WORK TO COMPLETE:
Swap each "pixel coordinates" in the material below for "image coordinates", and write out all of the material again with nothing else changed.

MATERIAL SHOWN:
▬▬▬▬▬▬▬▬▬▬

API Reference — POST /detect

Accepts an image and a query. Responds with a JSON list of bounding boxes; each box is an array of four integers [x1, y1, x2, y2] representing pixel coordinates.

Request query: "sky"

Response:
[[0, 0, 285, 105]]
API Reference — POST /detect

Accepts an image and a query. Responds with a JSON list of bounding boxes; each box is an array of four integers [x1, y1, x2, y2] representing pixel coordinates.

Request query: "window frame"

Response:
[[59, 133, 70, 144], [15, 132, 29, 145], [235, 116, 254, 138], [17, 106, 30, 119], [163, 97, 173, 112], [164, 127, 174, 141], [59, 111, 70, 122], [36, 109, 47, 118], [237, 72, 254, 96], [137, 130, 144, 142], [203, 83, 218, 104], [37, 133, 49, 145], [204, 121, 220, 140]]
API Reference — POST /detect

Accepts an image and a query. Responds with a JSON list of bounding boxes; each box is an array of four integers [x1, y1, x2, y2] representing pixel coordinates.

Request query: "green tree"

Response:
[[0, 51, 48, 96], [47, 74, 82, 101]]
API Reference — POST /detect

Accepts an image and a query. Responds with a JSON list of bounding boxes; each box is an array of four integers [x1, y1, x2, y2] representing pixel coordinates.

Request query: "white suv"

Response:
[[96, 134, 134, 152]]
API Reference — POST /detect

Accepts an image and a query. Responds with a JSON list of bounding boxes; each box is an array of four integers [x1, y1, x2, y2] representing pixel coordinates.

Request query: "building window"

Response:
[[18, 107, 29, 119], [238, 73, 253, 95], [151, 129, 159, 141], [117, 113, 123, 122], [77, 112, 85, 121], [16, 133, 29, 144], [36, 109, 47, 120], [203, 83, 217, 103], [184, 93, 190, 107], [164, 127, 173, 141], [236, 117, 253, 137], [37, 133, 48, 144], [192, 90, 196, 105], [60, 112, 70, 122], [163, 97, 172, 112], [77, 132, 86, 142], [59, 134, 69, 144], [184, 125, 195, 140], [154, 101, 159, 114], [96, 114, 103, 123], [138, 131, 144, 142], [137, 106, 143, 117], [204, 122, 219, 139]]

▬▬▬▬▬▬▬▬▬▬

EXERCISE OUTPUT:
API Reference — POST /detect

Accepts an image and a query. Responds with a JSON list of bounding boxes; each box is an array of four integers [x1, y1, x2, y2] representing image coordinates.

Request query: "sky"

Response:
[[0, 0, 285, 105]]
API Reference — POST /detect

Accepts an image and a query. Responds with a JSON list of bounding boxes; each box is an array of four integers [x1, y1, x2, y2] representing image coordinates.

Request query: "window frame"

Response:
[[59, 133, 70, 144], [15, 132, 29, 145], [235, 116, 254, 138], [17, 106, 30, 119], [163, 97, 173, 112], [164, 127, 174, 141], [59, 111, 70, 122], [36, 109, 47, 118], [237, 72, 254, 96], [137, 130, 144, 142], [203, 83, 218, 104], [37, 133, 49, 145], [204, 121, 220, 140]]
API Reference — POST /detect

Accepts an image and a query. Responds with a JSON list of bounding boxes; each box is an array of four integers [x1, y1, x2, y2] representing image coordinates.

Request query: "green tree"

Response:
[[0, 51, 48, 96], [47, 74, 82, 101]]
API Reference — POST /detect

Accepts an image and a query. Responds with a JSON list of bounding boxes; each box is an array of four integers [x1, y1, x2, y2] representing image coordinates.

Request query: "white suv"

Response:
[[96, 134, 134, 152]]
API Reference — POST /detect

Accepts an image and a query. Responds with a JSON list of bounding boxes; each box is an array of four integers [x1, y1, x2, y2] representing image coordinates.

Request query: "building window"

Response:
[[18, 107, 29, 119], [238, 73, 253, 95], [151, 129, 159, 141], [117, 113, 123, 122], [77, 112, 85, 121], [16, 133, 29, 144], [36, 109, 47, 120], [203, 83, 217, 103], [184, 93, 190, 107], [164, 127, 173, 141], [236, 117, 253, 137], [37, 133, 48, 144], [192, 90, 196, 105], [60, 112, 70, 122], [163, 97, 172, 112], [77, 132, 86, 142], [59, 134, 69, 144], [184, 125, 195, 140], [154, 101, 159, 114], [96, 114, 103, 123], [138, 131, 144, 142], [137, 106, 143, 117], [204, 122, 219, 139]]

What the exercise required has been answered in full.